What you need to do.
1/ Render this sentence from the Wayfair earnings report in Spanish: "Adjusted earnings per share came in at $0.70, well above expectations of $0.43."
2/ Write a continuation of the Wayfair earnings report, picking up right after its final sentence.

Exercise text.
Wayfair Inc. reported stronger-than-expected third-quarter results on Tuesday, sending its shares up nearly 10% in premarket trading. The online home goods retailer posted growth on both the top and bottom lines, signaling a rebound in consumer demand despite broader weakness in the home furnishing sector.

For the quarter ended September 30, Wayfair’s total net revenue rose 8.1% year-over-year to $3.12 billion, surpassing analyst estimates of $3.02 billion. Adjusted earnings per share came in at $0.70, well above expectations of $0.43. However, the company reported a net loss of $99 million, or $0.76 per share, compared to a $74 million loss, or $0.60 per share, in the same period last year.

Region-wise, U.S. revenue increased 8.6% YoY to $2.7 billion, while international sales rose 4.6% to $389 million. Excluding its exit from Germany, total net revenue jumped 9% YoY. CEO Niraj Shah noted that delivered orders grew 5% YoY and that the company achieved a 6.7% adjusted EBITDA margin — the highest level in Wayfair’s history outside the pandemic period.

Source data:
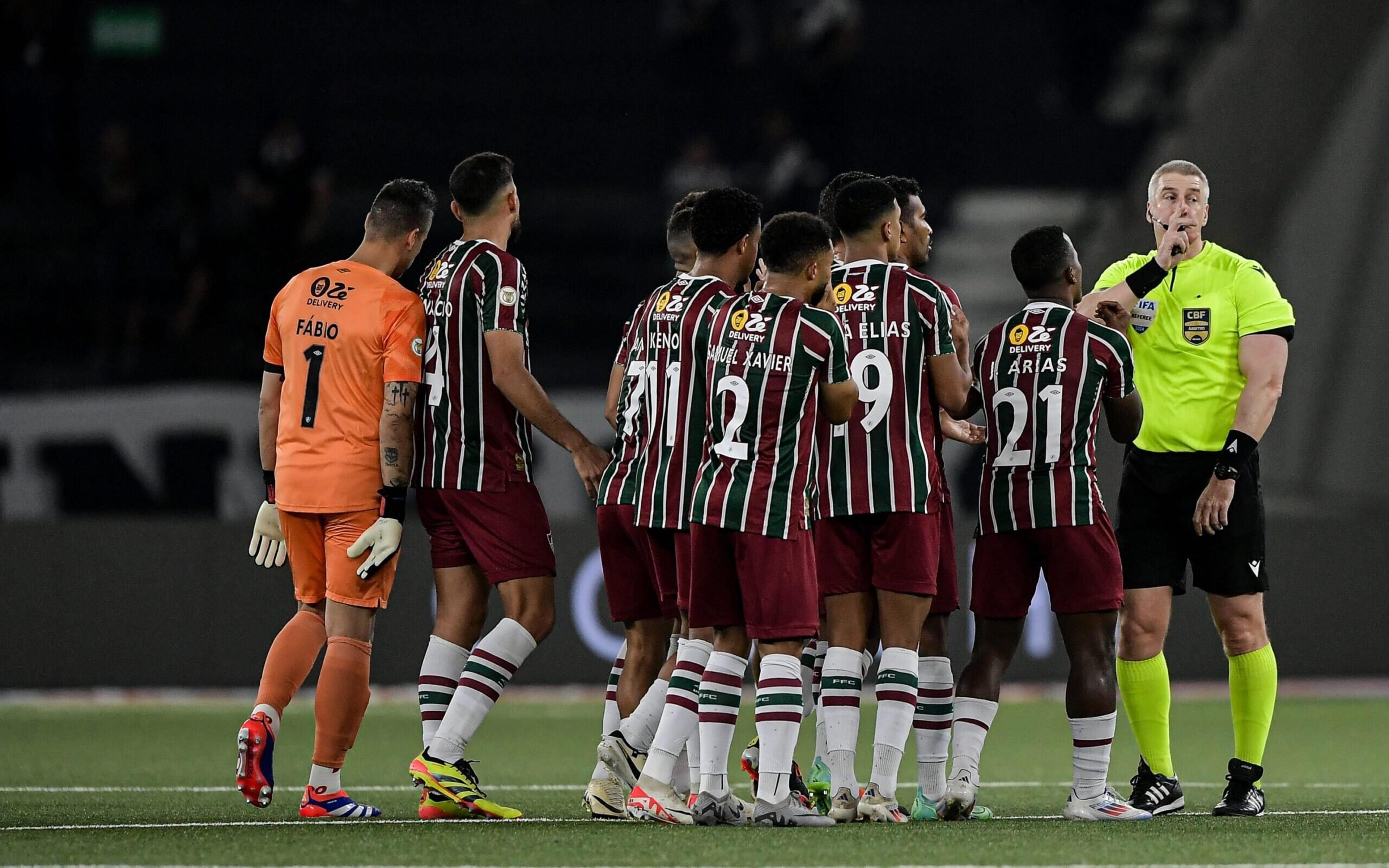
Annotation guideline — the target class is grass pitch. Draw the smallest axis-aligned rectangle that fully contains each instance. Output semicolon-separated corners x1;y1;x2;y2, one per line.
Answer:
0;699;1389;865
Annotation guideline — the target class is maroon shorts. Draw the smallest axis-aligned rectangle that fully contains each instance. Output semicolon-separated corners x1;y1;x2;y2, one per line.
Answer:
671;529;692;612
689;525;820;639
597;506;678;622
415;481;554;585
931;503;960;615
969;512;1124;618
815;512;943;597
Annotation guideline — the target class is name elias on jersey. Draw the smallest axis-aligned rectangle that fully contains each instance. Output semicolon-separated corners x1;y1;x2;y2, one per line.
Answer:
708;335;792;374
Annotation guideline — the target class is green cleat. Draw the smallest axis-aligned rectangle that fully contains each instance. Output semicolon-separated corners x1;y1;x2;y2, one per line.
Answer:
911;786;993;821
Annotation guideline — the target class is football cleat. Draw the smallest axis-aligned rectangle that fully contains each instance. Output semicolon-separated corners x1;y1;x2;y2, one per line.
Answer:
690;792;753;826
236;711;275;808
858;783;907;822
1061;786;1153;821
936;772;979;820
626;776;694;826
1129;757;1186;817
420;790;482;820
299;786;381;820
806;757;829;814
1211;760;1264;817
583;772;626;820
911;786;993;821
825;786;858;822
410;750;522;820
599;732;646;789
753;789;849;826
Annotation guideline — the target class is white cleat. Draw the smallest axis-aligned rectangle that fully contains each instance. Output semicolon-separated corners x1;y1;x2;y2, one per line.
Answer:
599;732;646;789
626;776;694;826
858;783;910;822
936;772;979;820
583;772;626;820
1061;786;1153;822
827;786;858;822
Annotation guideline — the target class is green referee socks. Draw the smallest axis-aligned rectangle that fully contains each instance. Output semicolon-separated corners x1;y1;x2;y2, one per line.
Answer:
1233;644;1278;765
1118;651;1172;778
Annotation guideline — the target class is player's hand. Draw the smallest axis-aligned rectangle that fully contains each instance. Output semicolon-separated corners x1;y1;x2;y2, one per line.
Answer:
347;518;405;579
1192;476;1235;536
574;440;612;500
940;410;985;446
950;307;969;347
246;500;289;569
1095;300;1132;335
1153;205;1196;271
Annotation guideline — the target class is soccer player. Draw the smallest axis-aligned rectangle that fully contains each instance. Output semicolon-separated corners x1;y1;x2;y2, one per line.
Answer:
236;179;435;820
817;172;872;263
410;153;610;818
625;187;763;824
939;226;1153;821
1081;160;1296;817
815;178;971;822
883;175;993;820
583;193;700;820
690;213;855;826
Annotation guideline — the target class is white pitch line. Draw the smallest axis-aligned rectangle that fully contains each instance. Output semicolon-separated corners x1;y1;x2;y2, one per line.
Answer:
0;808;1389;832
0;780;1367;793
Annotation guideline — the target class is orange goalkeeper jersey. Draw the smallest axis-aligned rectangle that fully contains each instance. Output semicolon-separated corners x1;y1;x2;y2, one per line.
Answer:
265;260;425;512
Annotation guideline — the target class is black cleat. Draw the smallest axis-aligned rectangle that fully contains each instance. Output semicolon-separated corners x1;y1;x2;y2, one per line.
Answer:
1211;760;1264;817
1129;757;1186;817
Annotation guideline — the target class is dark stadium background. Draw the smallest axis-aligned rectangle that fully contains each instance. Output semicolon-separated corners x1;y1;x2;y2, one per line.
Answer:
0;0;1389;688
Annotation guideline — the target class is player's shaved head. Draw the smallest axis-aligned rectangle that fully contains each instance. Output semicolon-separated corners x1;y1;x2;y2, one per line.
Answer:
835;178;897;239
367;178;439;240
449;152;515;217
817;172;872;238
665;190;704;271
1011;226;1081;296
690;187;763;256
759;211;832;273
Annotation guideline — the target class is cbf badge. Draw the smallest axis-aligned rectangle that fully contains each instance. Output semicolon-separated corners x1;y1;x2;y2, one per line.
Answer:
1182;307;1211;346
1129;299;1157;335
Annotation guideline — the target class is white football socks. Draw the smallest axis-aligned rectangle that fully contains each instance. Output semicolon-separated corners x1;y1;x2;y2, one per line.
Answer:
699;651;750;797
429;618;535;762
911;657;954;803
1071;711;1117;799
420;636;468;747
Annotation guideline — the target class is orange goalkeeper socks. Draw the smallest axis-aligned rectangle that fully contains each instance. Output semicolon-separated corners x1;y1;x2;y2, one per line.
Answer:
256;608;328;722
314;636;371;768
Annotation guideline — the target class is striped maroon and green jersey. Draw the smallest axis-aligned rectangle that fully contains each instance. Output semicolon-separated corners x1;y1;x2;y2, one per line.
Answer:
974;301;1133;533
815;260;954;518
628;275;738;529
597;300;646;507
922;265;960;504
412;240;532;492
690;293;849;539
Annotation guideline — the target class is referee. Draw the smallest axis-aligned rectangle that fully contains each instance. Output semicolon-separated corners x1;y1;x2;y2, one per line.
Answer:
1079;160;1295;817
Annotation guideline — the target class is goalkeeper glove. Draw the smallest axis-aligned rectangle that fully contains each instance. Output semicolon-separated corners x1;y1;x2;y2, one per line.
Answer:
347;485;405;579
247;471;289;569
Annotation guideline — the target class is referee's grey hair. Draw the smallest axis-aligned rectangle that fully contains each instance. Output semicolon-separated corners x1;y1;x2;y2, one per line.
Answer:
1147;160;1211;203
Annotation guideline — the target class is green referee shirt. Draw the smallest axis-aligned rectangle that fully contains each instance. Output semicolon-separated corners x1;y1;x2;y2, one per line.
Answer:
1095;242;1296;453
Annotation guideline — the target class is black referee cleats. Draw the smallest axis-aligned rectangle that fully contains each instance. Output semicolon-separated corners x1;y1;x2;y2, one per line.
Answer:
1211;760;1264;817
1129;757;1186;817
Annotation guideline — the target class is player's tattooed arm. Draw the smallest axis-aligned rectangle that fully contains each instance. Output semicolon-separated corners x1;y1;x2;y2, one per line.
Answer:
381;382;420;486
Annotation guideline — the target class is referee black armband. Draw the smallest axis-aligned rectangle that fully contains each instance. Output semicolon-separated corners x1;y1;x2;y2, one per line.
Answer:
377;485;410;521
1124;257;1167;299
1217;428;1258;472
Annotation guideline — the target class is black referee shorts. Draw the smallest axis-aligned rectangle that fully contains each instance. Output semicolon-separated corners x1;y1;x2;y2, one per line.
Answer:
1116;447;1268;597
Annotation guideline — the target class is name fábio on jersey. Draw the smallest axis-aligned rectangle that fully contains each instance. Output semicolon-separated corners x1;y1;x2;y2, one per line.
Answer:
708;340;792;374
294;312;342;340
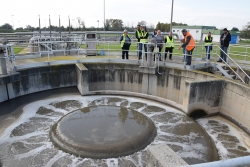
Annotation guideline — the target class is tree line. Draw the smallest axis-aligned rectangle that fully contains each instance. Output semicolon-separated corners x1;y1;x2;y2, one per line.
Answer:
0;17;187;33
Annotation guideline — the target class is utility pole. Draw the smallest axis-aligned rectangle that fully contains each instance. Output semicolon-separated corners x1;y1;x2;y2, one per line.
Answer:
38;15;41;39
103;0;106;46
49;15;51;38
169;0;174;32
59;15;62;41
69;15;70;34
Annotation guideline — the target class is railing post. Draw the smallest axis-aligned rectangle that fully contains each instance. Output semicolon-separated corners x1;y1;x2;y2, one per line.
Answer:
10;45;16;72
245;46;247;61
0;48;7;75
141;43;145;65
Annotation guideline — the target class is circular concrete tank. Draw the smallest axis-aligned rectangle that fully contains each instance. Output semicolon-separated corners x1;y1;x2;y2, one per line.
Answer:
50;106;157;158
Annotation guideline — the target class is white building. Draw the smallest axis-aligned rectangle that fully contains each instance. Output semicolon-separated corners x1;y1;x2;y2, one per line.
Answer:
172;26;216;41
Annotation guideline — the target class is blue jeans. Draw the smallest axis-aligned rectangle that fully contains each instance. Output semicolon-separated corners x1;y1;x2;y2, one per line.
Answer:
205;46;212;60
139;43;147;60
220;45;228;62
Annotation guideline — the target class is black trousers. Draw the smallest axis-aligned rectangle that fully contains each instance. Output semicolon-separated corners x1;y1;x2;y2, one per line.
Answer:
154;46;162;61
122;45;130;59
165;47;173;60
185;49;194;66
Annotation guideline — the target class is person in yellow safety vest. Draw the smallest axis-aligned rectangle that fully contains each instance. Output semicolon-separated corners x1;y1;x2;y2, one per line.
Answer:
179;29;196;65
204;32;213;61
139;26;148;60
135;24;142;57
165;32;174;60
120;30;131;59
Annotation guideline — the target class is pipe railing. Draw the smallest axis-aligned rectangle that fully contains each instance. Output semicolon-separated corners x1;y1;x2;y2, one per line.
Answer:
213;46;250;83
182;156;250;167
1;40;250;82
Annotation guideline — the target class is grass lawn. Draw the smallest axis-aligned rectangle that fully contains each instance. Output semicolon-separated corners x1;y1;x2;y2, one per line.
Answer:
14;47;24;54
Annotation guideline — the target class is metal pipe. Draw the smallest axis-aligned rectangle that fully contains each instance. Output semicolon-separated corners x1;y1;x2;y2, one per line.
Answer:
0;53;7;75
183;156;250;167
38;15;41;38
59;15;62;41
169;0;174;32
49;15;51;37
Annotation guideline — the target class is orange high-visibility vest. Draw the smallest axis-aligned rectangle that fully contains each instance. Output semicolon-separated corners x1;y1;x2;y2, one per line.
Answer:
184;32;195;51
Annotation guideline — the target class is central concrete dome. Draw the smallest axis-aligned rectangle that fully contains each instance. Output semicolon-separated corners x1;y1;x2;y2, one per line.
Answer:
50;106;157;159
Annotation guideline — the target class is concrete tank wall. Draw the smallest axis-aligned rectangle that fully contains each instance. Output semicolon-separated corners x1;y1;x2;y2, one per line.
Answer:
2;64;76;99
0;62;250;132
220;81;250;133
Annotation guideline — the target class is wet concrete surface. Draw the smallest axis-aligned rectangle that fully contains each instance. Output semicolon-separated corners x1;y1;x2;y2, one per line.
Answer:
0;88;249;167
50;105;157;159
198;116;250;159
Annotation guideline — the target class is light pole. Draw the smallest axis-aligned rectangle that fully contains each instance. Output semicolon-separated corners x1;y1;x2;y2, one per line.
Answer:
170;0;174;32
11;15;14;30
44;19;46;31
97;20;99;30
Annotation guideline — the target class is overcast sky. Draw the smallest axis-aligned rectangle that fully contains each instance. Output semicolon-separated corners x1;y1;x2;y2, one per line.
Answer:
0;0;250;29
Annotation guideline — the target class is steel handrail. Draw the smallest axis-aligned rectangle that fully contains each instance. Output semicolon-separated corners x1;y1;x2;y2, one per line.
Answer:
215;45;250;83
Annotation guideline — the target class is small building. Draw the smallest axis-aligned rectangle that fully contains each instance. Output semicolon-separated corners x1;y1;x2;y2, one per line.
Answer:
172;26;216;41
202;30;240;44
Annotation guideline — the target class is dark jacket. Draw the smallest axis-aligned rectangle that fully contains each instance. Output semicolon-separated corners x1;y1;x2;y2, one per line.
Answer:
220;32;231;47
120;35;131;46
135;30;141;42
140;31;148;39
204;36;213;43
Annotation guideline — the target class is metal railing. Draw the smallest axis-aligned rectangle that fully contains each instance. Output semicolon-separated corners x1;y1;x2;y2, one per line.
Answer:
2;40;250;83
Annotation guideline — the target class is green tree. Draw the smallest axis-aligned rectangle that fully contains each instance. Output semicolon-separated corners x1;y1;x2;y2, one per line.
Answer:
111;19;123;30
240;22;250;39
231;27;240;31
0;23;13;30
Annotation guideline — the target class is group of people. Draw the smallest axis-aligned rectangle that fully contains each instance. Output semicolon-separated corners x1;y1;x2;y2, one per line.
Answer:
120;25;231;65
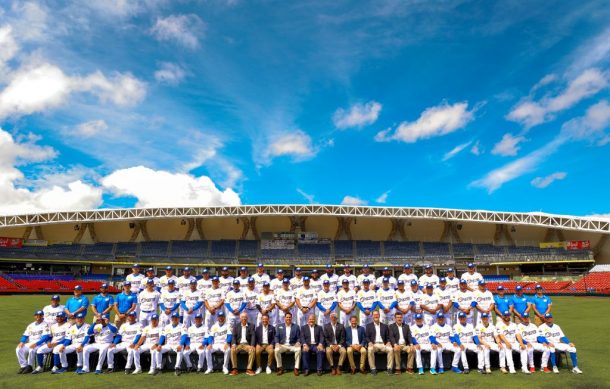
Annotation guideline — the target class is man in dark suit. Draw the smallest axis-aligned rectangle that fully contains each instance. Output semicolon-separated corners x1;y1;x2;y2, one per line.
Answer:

Results for each task.
1/ Las ganancias ajustadas por acción se situaron en 0,70 dólares, muy por encima de las expectativas de 0,43 dólares.

2/
CFO Kate Gulliver told CNBC that the company’s growth was driven primarily by market share gains rather than macroeconomic tailwinds, citing initiatives like better pricing, product availability, faster delivery, and expanding physical retail presence.

Wayfair’s ongoing turnaround efforts include its “core recipe” strategy and expansion into brick-and-mortar retail. After opening its first large-format store in Illinois, the company plans to open another in Yonkers, New York, in early 2027.

Despite lingering tariff concerns under President Donald Trump’s trade policies, Wayfair’s stock has surged 95% year-to-date, supported by operational improvements and renewed consumer traction.

At the end of the quarter, the company reported 21.2 million active customers, a slight 2.3% decline year-over-year, as it continues to balance growth and profitability.